■ EXERCISE AIM:
Copy all of the material below line for line, without changing anything. Leave out the pictures.
==*==
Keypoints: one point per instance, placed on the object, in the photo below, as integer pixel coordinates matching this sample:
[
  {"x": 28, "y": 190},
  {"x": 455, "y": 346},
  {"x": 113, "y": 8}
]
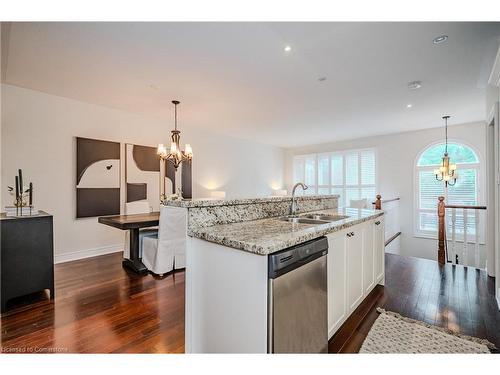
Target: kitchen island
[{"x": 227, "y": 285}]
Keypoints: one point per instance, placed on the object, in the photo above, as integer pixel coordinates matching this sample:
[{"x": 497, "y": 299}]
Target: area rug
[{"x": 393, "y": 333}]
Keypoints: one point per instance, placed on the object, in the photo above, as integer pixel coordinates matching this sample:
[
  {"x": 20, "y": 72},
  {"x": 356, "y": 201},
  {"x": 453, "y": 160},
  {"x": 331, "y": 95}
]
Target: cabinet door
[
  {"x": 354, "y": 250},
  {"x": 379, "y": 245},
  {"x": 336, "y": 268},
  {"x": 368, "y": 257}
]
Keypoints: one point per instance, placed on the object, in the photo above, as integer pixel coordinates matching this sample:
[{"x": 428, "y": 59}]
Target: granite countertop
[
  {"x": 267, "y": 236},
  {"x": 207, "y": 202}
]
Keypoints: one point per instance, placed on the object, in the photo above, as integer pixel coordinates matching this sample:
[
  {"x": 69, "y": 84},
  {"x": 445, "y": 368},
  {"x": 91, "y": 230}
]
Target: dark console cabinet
==*==
■ EXERCISE OUTPUT:
Keypoints: one point per instance, placed on the object, in the photo below, as integer pixel coordinates matching this sample:
[
  {"x": 28, "y": 190},
  {"x": 455, "y": 346},
  {"x": 113, "y": 8}
]
Target: kitchen island
[{"x": 227, "y": 285}]
Keypoints: one point per instance, placed on the object, in the photo above, as integer pixel coordinates matching this sample:
[{"x": 497, "y": 299}]
Target: area rug
[{"x": 393, "y": 333}]
Keypoints: one point per instance, placed on the object, in the photo above, as integer pixel coordinates matching this sample:
[
  {"x": 20, "y": 72},
  {"x": 356, "y": 201},
  {"x": 453, "y": 160},
  {"x": 331, "y": 95}
]
Target: cabinet door
[
  {"x": 354, "y": 250},
  {"x": 379, "y": 245},
  {"x": 336, "y": 268},
  {"x": 368, "y": 257}
]
Keypoints: one point per instance, placed on the object, in the photo above, as integer pixel coordinates matching this sample:
[{"x": 428, "y": 59}]
Target: granite countertop
[
  {"x": 267, "y": 236},
  {"x": 207, "y": 202}
]
Keypoints: one point per instance, placed on the object, in the photo above, as integer pixel coordinates matching this sample:
[
  {"x": 69, "y": 84},
  {"x": 445, "y": 368},
  {"x": 91, "y": 230}
]
Target: dark console cabinet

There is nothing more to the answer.